Extracted records
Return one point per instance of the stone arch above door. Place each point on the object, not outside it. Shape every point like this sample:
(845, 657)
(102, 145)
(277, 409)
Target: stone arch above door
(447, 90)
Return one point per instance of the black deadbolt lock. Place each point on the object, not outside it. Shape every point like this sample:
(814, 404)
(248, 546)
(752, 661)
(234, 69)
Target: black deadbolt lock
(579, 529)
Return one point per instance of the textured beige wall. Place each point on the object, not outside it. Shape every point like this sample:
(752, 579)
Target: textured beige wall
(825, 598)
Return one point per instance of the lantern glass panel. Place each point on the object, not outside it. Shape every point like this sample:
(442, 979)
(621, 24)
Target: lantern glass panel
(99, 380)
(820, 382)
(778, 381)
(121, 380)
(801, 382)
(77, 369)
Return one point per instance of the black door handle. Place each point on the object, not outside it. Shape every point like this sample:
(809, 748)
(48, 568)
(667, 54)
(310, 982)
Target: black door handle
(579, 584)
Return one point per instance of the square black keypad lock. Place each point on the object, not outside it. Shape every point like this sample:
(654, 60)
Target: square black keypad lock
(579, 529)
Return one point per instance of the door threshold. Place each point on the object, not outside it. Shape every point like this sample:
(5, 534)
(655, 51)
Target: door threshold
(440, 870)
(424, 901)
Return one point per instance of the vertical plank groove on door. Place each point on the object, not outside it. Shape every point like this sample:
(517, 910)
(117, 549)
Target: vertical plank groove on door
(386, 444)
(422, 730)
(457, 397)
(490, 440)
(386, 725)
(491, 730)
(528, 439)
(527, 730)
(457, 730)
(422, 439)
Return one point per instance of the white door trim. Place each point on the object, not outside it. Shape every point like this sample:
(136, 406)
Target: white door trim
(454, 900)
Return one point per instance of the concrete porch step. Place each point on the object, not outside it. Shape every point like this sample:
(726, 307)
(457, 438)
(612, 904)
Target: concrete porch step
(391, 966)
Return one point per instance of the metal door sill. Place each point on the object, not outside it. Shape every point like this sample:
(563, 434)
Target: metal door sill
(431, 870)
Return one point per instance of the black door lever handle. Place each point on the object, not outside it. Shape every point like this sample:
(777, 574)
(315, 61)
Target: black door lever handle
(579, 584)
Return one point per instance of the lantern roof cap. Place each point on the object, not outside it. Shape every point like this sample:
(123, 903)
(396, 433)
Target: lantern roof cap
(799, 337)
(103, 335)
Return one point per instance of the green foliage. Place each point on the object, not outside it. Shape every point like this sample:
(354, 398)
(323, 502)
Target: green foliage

**EXERCISE GOAL**
Search the entries for the line holding "Target: lantern roof cap". Return that line and the ones after it through the last, exactly.

**WORKED SOLUTION**
Target: lantern roof cap
(799, 337)
(103, 335)
Return one point per instance of the green foliage. Place each point on the object, not outside it. Shape every point like this sample:
(354, 398)
(323, 502)
Target: green foliage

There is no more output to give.